## Begin DATA FOR THE TASK
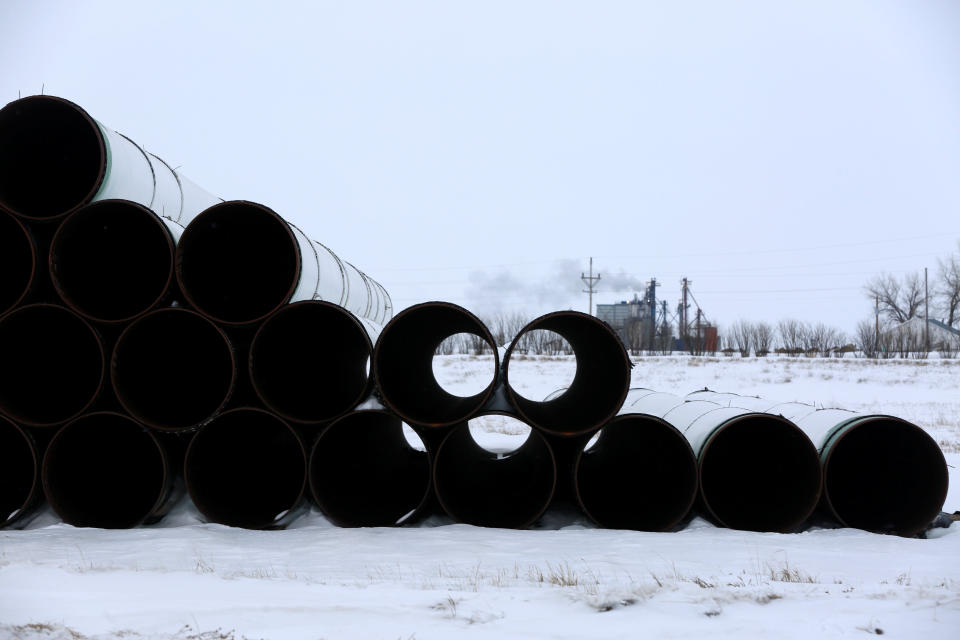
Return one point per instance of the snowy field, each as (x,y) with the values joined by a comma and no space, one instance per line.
(186,579)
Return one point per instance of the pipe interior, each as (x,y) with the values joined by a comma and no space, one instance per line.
(246,468)
(599,386)
(112,260)
(172,369)
(641,474)
(18,471)
(509,490)
(363,473)
(51,157)
(104,470)
(51,366)
(760,473)
(238,261)
(404,364)
(17,261)
(886,475)
(308,362)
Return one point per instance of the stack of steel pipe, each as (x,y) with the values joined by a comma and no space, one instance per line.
(153,333)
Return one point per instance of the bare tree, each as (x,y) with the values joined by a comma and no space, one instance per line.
(899,300)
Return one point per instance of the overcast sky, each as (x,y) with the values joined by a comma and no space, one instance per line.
(778,154)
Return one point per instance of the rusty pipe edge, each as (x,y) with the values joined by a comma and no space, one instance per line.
(55,158)
(20,488)
(173,369)
(112,260)
(18,262)
(403,364)
(247,468)
(364,473)
(599,386)
(108,471)
(641,474)
(308,361)
(507,490)
(52,365)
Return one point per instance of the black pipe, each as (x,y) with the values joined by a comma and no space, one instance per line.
(247,468)
(403,364)
(106,470)
(53,158)
(640,474)
(20,489)
(18,262)
(112,260)
(308,362)
(364,473)
(51,365)
(476,486)
(599,386)
(173,369)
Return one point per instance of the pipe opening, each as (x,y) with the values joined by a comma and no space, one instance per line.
(17,262)
(509,490)
(640,474)
(364,473)
(18,472)
(52,157)
(886,475)
(403,364)
(112,260)
(51,367)
(453,370)
(237,262)
(173,369)
(104,470)
(760,473)
(599,385)
(308,362)
(246,468)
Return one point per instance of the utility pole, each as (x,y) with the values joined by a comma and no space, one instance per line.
(590,281)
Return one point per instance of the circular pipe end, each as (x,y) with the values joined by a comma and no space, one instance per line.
(52,366)
(308,362)
(641,474)
(173,369)
(403,364)
(885,474)
(112,260)
(599,386)
(363,473)
(246,468)
(760,472)
(53,157)
(105,470)
(237,262)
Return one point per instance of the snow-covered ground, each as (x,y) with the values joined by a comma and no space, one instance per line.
(186,579)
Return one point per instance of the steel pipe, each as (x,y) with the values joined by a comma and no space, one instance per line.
(55,158)
(18,262)
(881,473)
(309,361)
(599,386)
(247,468)
(238,262)
(480,487)
(51,365)
(173,369)
(757,471)
(19,473)
(403,364)
(364,473)
(112,260)
(105,470)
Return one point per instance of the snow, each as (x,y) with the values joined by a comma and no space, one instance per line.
(184,578)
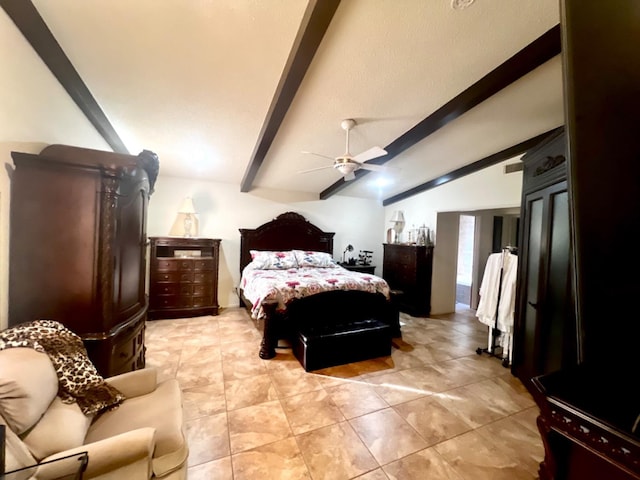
## End DATA FOR THE TASK
WRITTEN REQUEST: List every line of the material above that contains the word "pipe", copying each such line in full.

TASK RESPONSE:
Return one point per instance of the pipe interior, each as (x,y) with the values joined by a comma and no space, one instance per line.
Return one point per instance of the stack of steel pipe, each as (x,y) with the values joined by a comma and no space, one instance per line.
Return one point per instance of the rusty pipe edge, each as (x,y) with the values joined by a comma and no space, one instance per line.
Return one point per instance of the black pipe, each as (x,y) with the values joined by a comma and no space, one instance per line.
Return one point per instance of the pipe opening, each as (x,y) with the values joined by a comma and no space, one instance per line.
Return one point per instance of the circular pipe end, each as (x,y) with the values joined by a comma and no space, one instance per line.
Return one point per instance of the steel pipe, each as (x,y) with the values joined by a comma and no space, one instance per line.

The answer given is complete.